▶ [EXCERPT]
He settled on the present site at Fifth Avenue and Pine Street, which was considered the suburbs. But he was convinced that Seattle would eventually expand north and east. It was a shocking decision dubbed ``Frederick's Folly'' by a segment of the business community.
However, within a year other businesses followed, expanding and shifting the city's retail core.
Also shocking was Frederick's decision to build a six-story building (with a seventh floor in the basement) on a foundation that could support an eventual 10 stories.
Two other significant moments in the store's history were its sale to Marshall Field & Company in 1929, and Frederick's death in 1937.
A year later a man named William S. Street became a major player in the store's history. Spector interviewed him for the book.
``Talking to Street . . . was fascinating,'' Spector said. ``Next to D.E. Frederick, he was the most important man in the history of the store. He not only headed Frederick & Nelson, but he was an officer and on the board of directors of Marshall Field. Even though he was from out of town, he was treated as an equal by the other officers. He had the ear of the rest of the board.''
It was Street who brought the store through the Depression. He didn't want to fire people, but he had no choice. However, when someone suggested firing the legendary doorman, Street balked.
``I'm the next to the last one to go; the doorman is last,'' Spector quotes Street as saying.
Street retired in 1962 and became chairman of the Century 21 Corp. that organized the Seattle World's Fair.
The store found itself caught up in the changing times without Street's clout with the Marshall Field board members. Boeing was developing the 747, and thousands of newcomers were arriving to settle the suburbs. While other retailers were jumping on the suburban bandwagon, Marshall Field took a more conservative course.
Frederick's had opened its three-story Aurora Village store in 1963 and expanded its Bellevue store. The Southcenter store was finished in 1968, but Spector's book says the Southcenter experience was ``a typical example of Field's inertia. The Bon Marche, J.C. Penney, and the hard-charging Nordstrom-Best specialty store staked out their locations a year ahead of Frederick's, which ended up with a subpar site . . .''
In contrast, he notes that by 1978, The Bon owned 24 stores in five Western states and Nordstrom had 20 stores in four Western states.
Then, between 1978 and 1980, Frederick's pace of growth changed. Under G. Arthur Henkins, president and chief executive officer, Frederick's stores nearly quadrupled in number, from four to 15, according to Spector.

(Dataset entries)
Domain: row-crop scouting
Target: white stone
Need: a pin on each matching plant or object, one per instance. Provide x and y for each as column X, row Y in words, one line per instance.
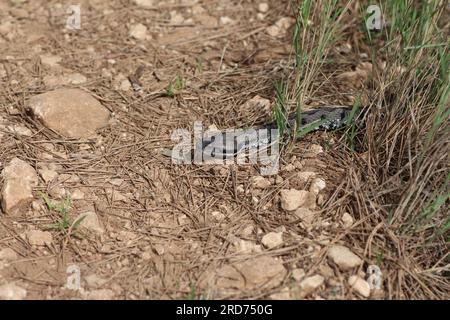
column 347, row 220
column 293, row 199
column 305, row 176
column 76, row 78
column 225, row 21
column 138, row 31
column 310, row 284
column 317, row 185
column 90, row 222
column 263, row 7
column 50, row 60
column 307, row 216
column 272, row 239
column 77, row 194
column 11, row 291
column 19, row 180
column 343, row 257
column 298, row 274
column 39, row 238
column 47, row 174
column 145, row 3
column 260, row 182
column 315, row 149
column 100, row 294
column 72, row 113
column 359, row 285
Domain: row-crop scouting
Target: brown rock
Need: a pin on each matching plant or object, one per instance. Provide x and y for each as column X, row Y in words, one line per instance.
column 259, row 273
column 72, row 113
column 343, row 257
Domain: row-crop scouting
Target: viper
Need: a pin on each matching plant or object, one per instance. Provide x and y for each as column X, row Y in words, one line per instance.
column 231, row 143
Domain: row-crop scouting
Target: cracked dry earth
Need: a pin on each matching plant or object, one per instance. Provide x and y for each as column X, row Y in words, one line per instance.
column 85, row 185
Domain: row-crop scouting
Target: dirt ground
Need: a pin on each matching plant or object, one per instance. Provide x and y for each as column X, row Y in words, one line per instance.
column 169, row 231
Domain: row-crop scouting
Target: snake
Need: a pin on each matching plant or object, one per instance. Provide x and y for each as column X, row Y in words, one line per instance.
column 231, row 143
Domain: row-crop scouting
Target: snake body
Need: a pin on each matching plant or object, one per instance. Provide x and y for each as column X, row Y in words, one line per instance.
column 226, row 143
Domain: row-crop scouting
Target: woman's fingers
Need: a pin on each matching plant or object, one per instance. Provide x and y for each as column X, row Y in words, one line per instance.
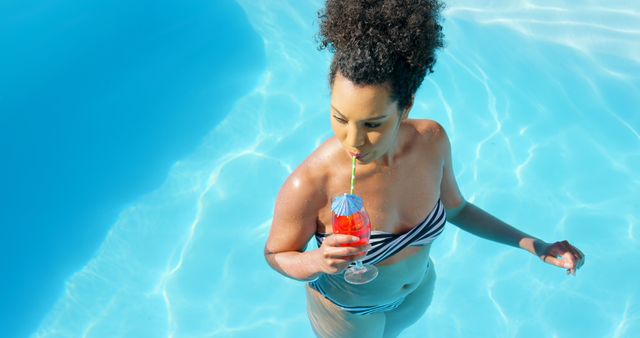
column 572, row 258
column 338, row 239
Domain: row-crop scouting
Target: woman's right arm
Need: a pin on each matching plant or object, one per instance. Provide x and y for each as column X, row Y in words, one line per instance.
column 294, row 222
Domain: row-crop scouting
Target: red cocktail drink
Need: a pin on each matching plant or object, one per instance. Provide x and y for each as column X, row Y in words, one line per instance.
column 357, row 224
column 350, row 218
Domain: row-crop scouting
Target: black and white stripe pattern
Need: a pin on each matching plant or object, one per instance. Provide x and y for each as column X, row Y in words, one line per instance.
column 385, row 245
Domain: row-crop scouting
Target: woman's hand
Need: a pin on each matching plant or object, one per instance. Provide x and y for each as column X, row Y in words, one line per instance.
column 572, row 257
column 334, row 258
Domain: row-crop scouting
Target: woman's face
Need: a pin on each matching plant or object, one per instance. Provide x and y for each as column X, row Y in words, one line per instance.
column 365, row 120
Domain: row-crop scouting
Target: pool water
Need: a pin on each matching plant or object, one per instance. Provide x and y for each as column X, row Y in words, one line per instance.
column 540, row 100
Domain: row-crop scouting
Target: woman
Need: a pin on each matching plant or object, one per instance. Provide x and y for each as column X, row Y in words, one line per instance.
column 383, row 50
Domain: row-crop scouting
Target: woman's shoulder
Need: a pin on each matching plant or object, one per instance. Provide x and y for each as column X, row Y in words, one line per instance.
column 310, row 178
column 427, row 128
column 430, row 132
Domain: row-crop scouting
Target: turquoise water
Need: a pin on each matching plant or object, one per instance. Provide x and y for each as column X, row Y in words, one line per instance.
column 97, row 101
column 540, row 100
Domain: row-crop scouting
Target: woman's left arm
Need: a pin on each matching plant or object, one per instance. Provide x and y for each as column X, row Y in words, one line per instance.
column 473, row 219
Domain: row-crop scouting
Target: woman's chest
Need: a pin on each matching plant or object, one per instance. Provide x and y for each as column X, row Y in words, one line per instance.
column 396, row 199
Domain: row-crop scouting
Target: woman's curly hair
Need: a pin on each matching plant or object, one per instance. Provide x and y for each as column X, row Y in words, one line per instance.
column 376, row 41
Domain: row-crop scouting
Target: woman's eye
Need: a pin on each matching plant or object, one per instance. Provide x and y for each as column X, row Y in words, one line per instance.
column 373, row 125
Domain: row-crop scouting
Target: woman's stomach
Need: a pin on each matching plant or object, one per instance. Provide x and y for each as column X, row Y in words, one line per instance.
column 396, row 278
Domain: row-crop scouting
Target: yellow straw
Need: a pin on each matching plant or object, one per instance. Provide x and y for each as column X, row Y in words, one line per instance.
column 353, row 173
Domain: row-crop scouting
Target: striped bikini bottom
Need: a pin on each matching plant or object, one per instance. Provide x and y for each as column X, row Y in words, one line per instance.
column 358, row 310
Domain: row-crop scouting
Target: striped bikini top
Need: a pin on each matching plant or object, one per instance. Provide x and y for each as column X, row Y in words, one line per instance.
column 386, row 244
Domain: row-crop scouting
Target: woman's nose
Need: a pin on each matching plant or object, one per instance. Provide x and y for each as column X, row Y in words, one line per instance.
column 355, row 137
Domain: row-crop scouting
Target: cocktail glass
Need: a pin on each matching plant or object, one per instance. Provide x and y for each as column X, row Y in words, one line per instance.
column 350, row 218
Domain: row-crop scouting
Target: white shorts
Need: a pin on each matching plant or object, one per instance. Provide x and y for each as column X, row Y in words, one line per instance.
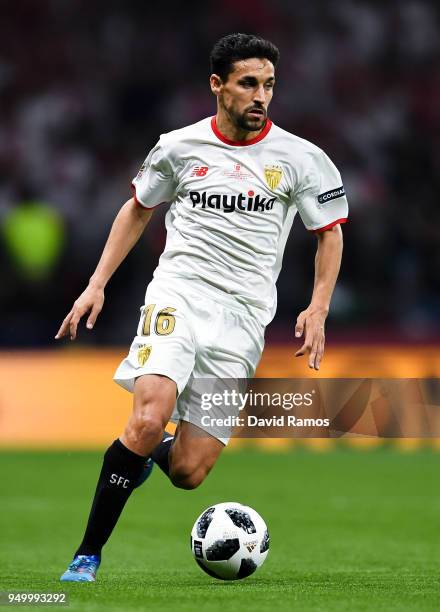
column 189, row 331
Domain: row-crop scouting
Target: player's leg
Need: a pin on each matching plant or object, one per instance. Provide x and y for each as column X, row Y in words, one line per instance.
column 154, row 400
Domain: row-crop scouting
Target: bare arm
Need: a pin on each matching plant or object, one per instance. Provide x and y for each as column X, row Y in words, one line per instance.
column 312, row 320
column 126, row 230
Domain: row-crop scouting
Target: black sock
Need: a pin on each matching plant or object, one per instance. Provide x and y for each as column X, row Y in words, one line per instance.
column 161, row 452
column 121, row 469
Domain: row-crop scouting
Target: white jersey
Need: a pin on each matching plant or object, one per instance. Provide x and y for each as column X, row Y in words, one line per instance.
column 233, row 204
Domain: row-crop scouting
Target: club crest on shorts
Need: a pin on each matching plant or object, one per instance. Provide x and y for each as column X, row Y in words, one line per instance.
column 273, row 176
column 143, row 353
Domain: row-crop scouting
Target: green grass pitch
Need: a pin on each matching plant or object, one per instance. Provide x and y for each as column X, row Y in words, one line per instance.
column 350, row 530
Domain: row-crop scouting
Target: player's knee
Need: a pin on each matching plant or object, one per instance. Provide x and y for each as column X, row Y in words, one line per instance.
column 145, row 426
column 185, row 477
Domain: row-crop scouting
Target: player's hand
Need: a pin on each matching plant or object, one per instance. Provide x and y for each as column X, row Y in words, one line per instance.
column 91, row 300
column 311, row 323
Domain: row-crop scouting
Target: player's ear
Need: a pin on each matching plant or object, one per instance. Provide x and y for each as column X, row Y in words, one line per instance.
column 216, row 84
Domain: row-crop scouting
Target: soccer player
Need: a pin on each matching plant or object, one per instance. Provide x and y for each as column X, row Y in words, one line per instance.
column 235, row 183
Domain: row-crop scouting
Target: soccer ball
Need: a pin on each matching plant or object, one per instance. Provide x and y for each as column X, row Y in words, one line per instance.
column 229, row 541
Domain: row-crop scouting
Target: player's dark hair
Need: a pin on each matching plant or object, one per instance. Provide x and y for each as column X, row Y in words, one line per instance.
column 235, row 47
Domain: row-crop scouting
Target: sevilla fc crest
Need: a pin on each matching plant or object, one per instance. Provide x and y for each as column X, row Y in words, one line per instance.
column 273, row 176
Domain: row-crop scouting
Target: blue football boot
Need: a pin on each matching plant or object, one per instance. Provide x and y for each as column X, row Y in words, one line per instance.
column 82, row 569
column 148, row 468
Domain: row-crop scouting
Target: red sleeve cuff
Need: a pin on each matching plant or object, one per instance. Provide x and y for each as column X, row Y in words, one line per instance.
column 318, row 230
column 136, row 201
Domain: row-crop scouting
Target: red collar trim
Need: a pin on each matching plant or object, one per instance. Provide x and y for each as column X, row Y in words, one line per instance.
column 241, row 143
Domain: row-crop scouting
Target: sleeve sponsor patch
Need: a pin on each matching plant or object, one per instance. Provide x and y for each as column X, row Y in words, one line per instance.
column 323, row 198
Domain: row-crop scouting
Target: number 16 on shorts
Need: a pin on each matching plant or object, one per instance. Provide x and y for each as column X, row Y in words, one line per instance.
column 162, row 324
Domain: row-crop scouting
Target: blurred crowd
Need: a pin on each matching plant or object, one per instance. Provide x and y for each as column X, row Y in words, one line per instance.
column 87, row 87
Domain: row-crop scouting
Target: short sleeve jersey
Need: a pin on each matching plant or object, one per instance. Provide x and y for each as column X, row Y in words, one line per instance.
column 233, row 205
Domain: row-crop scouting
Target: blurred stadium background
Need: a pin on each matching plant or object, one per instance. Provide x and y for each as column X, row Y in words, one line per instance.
column 85, row 90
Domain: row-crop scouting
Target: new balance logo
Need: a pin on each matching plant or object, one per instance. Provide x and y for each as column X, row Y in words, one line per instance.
column 119, row 480
column 199, row 171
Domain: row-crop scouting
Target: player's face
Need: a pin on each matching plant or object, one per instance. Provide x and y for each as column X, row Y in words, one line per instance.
column 247, row 92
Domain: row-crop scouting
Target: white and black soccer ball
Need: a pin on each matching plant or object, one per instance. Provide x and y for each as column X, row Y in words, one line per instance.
column 229, row 541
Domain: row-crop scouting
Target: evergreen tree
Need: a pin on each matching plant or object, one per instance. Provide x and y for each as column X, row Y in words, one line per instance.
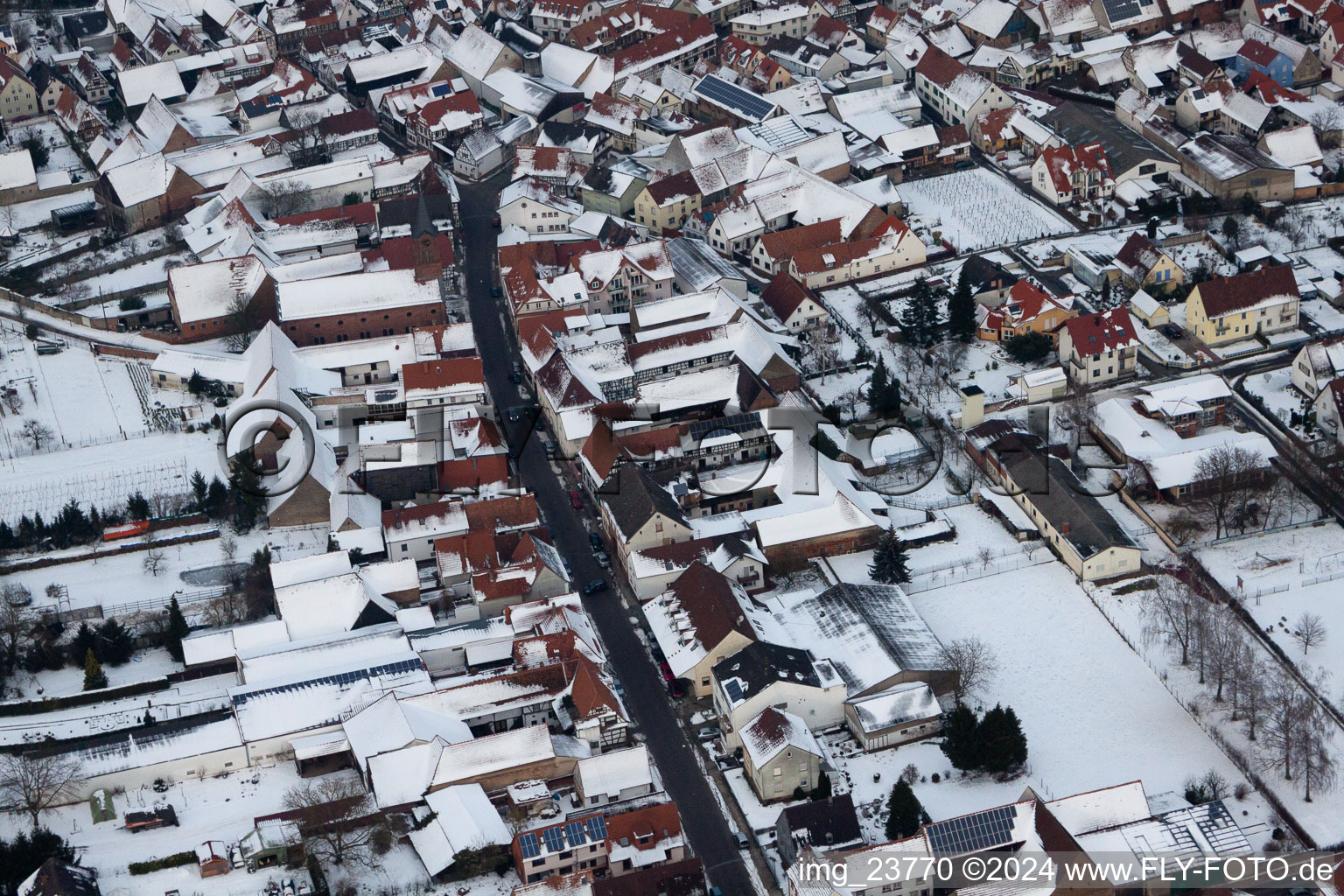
column 920, row 316
column 217, row 499
column 822, row 788
column 962, row 311
column 903, row 812
column 137, row 507
column 178, row 630
column 889, row 560
column 200, row 491
column 82, row 644
column 115, row 644
column 1002, row 743
column 245, row 491
column 94, row 677
column 962, row 738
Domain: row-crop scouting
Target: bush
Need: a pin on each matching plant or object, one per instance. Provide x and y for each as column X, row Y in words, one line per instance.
column 176, row 860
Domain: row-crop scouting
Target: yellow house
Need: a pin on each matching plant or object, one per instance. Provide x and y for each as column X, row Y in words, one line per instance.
column 1145, row 266
column 1228, row 309
column 18, row 97
column 667, row 203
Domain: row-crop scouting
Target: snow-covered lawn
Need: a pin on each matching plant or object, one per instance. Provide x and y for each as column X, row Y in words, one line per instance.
column 977, row 208
column 1303, row 560
column 122, row 579
column 1324, row 816
column 1276, row 389
column 1075, row 685
column 78, row 396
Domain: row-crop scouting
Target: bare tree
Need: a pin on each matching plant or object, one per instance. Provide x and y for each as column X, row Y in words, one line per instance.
column 226, row 610
column 973, row 662
column 1228, row 477
column 1309, row 632
column 37, row 434
column 242, row 323
column 306, row 143
column 1286, row 710
column 336, row 818
column 985, row 555
column 284, row 198
column 1314, row 760
column 1077, row 413
column 37, row 783
column 153, row 562
column 1222, row 637
column 1175, row 614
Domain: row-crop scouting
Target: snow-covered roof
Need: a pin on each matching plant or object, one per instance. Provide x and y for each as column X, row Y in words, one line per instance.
column 898, row 705
column 464, row 818
column 612, row 773
column 773, row 731
column 354, row 293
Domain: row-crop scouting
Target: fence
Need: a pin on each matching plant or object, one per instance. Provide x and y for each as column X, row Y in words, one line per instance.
column 185, row 598
column 970, row 571
column 1214, row 734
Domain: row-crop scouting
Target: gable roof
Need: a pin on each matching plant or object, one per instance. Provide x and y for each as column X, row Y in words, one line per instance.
column 632, row 499
column 1226, row 294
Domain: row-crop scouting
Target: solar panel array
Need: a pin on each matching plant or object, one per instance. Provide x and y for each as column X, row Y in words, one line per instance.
column 554, row 840
column 972, row 833
column 1123, row 10
column 718, row 426
column 742, row 101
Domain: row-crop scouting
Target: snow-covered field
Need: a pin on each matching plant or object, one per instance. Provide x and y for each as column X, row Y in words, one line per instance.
column 122, row 579
column 105, row 474
column 1324, row 816
column 78, row 396
column 977, row 208
column 1303, row 560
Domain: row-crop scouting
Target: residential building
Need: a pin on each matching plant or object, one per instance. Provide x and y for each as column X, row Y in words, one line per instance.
column 1100, row 348
column 1253, row 305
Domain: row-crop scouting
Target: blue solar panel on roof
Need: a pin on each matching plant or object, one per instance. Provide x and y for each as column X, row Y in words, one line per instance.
column 554, row 838
column 970, row 833
column 734, row 97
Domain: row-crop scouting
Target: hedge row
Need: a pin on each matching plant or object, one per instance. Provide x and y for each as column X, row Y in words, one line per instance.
column 84, row 699
column 176, row 860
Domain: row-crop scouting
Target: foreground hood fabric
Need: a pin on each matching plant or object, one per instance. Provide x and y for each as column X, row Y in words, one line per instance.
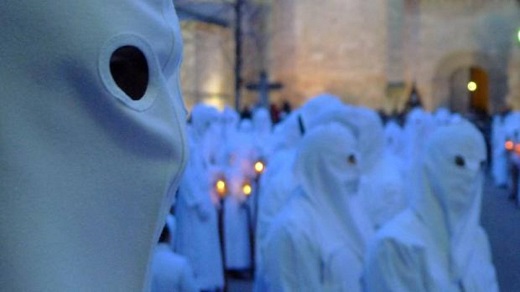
column 438, row 244
column 92, row 130
column 314, row 234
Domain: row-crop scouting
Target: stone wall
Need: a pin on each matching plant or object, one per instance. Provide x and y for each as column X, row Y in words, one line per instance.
column 367, row 52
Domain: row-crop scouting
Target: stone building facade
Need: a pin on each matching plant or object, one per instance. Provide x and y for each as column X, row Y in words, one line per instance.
column 371, row 52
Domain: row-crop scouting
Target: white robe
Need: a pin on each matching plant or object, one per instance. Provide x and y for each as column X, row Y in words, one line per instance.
column 171, row 272
column 314, row 244
column 238, row 210
column 499, row 161
column 197, row 235
column 438, row 243
column 85, row 169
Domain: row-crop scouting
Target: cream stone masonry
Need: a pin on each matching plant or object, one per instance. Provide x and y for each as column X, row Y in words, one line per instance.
column 369, row 52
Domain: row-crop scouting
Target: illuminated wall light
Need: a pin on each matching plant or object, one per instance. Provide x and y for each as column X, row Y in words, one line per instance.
column 517, row 148
column 472, row 86
column 259, row 167
column 221, row 187
column 247, row 189
column 215, row 101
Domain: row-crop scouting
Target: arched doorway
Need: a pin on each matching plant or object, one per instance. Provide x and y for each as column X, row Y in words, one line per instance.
column 469, row 91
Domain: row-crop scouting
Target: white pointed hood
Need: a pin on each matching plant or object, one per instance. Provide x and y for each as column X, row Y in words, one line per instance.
column 86, row 164
column 450, row 198
column 327, row 170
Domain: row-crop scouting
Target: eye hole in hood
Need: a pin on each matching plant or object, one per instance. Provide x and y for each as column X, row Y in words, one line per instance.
column 130, row 71
column 459, row 161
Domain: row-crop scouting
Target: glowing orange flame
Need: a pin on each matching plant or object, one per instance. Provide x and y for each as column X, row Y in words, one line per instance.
column 221, row 187
column 517, row 148
column 247, row 189
column 259, row 167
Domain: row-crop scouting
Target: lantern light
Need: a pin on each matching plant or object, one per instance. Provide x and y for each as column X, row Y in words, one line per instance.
column 472, row 86
column 259, row 167
column 517, row 149
column 221, row 188
column 247, row 189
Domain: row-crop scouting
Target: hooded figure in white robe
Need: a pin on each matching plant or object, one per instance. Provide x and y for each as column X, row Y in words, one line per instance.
column 237, row 209
column 277, row 182
column 170, row 271
column 314, row 243
column 262, row 125
column 438, row 243
column 394, row 140
column 92, row 138
column 197, row 235
column 381, row 190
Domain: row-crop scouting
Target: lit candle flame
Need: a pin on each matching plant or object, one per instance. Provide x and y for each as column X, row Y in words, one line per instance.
column 259, row 167
column 221, row 187
column 247, row 189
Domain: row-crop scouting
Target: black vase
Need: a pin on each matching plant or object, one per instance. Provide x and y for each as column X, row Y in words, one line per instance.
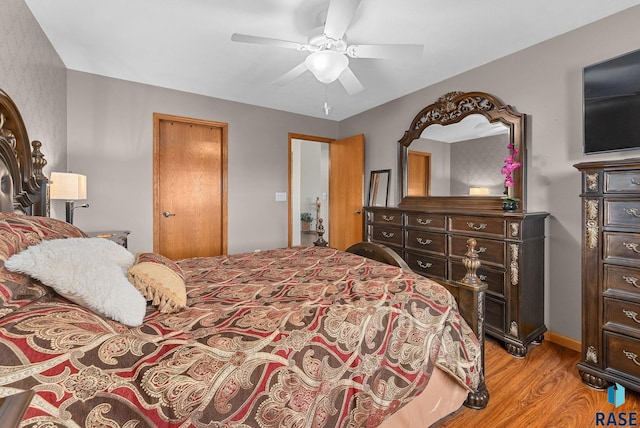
column 509, row 205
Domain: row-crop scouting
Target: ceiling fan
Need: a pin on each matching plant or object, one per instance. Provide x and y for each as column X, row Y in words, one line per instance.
column 330, row 52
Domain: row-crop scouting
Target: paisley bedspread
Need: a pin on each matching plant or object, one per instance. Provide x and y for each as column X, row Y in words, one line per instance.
column 296, row 337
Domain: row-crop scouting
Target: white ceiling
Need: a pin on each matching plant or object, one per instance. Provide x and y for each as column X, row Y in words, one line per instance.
column 186, row 44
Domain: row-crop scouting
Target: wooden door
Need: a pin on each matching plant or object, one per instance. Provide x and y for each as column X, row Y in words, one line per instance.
column 346, row 189
column 419, row 173
column 190, row 195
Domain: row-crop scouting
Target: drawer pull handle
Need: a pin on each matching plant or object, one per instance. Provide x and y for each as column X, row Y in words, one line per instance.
column 632, row 211
column 632, row 280
column 631, row 356
column 631, row 314
column 473, row 226
column 631, row 246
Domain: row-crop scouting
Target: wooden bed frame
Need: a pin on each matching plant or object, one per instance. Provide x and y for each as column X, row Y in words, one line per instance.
column 26, row 191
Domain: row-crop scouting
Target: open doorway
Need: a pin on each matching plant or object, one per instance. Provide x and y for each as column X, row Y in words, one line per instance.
column 309, row 188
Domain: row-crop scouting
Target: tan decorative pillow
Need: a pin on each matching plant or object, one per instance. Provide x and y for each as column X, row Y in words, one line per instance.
column 160, row 280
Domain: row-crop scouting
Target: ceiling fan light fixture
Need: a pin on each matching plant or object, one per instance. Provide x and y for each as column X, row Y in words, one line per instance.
column 326, row 65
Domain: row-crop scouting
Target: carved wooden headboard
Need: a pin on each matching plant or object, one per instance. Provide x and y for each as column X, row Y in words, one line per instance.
column 23, row 186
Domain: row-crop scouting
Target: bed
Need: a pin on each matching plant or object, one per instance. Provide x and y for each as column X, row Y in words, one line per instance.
column 289, row 337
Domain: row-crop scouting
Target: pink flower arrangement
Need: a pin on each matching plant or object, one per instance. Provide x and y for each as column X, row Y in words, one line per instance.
column 510, row 165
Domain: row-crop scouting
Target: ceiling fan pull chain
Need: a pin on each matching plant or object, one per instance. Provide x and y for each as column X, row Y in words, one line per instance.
column 326, row 108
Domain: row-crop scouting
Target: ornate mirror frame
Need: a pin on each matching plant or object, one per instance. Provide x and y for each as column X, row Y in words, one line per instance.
column 452, row 108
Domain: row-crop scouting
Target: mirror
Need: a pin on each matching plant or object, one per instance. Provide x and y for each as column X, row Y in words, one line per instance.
column 379, row 188
column 454, row 152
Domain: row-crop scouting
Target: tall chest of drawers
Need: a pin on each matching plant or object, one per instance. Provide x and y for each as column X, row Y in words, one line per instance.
column 511, row 245
column 610, row 273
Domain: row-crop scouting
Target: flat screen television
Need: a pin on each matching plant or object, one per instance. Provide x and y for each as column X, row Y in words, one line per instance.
column 612, row 104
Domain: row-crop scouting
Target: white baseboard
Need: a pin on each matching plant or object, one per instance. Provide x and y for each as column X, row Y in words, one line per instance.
column 565, row 341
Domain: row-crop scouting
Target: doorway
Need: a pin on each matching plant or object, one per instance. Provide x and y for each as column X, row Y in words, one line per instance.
column 419, row 173
column 189, row 186
column 341, row 206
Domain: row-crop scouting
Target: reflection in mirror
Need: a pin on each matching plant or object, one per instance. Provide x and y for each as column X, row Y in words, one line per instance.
column 379, row 188
column 466, row 136
column 460, row 159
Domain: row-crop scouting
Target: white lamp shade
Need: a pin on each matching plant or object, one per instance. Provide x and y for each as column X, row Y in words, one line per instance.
column 68, row 186
column 326, row 65
column 479, row 191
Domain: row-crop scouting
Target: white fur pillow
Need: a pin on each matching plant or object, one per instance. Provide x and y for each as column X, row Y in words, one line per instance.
column 88, row 271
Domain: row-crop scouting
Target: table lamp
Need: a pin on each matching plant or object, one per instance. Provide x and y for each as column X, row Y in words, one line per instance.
column 70, row 187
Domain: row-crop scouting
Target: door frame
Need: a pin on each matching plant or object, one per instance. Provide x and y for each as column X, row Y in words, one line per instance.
column 293, row 136
column 157, row 117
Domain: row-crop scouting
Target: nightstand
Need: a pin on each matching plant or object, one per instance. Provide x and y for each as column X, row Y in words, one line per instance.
column 117, row 236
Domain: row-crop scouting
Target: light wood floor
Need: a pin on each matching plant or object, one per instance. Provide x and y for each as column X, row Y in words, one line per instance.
column 542, row 390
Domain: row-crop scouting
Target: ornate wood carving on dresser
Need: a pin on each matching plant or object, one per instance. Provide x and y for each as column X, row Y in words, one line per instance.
column 510, row 246
column 610, row 273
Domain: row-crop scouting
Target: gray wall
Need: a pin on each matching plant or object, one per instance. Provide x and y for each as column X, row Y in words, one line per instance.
column 544, row 81
column 110, row 139
column 33, row 75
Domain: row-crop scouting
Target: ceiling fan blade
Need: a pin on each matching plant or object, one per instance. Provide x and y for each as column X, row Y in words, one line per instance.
column 350, row 82
column 339, row 17
column 245, row 38
column 385, row 51
column 291, row 74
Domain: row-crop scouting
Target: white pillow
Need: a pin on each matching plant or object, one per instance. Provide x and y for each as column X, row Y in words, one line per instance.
column 87, row 271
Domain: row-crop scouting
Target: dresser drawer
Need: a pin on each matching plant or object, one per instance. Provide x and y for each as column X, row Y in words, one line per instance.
column 493, row 277
column 490, row 226
column 426, row 241
column 622, row 354
column 489, row 251
column 386, row 216
column 391, row 235
column 623, row 279
column 624, row 247
column 622, row 181
column 427, row 265
column 622, row 212
column 430, row 221
column 622, row 314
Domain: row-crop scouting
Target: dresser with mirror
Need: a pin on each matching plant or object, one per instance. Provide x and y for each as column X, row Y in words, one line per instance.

▶ [REQUIRED TASK 1] In the Frederick & Nelson excerpt, what year did William S. Street retire?
▶ [REQUIRED TASK 2] Retype the part of the Frederick & Nelson excerpt starting with "However, within a" and going on through "death in 1937.".
▶ [REQUIRED TASK 3] According to the Frederick & Nelson excerpt, why did Frederick's end up with a subpar site at Southcenter?
None of the lines are needed here.

▶ [TASK OUTPUT 1] 1962

▶ [TASK OUTPUT 2]
However, within a year other businesses followed, expanding and shifting the city's retail core.
Also shocking was Frederick's decision to build a six-story building (with a seventh floor in the basement) on a foundation that could support an eventual 10 stories.
Two other significant moments in the store's history were its sale to Marshall Field & Company in 1929, and Frederick's death in 1937.

▶ [TASK OUTPUT 3] The Bon Marche, J.C. Penney, and Nordstrom-Best staked out their locations a year ahead of Frederick's. Spector's book calls this a typical example of Field's inertia.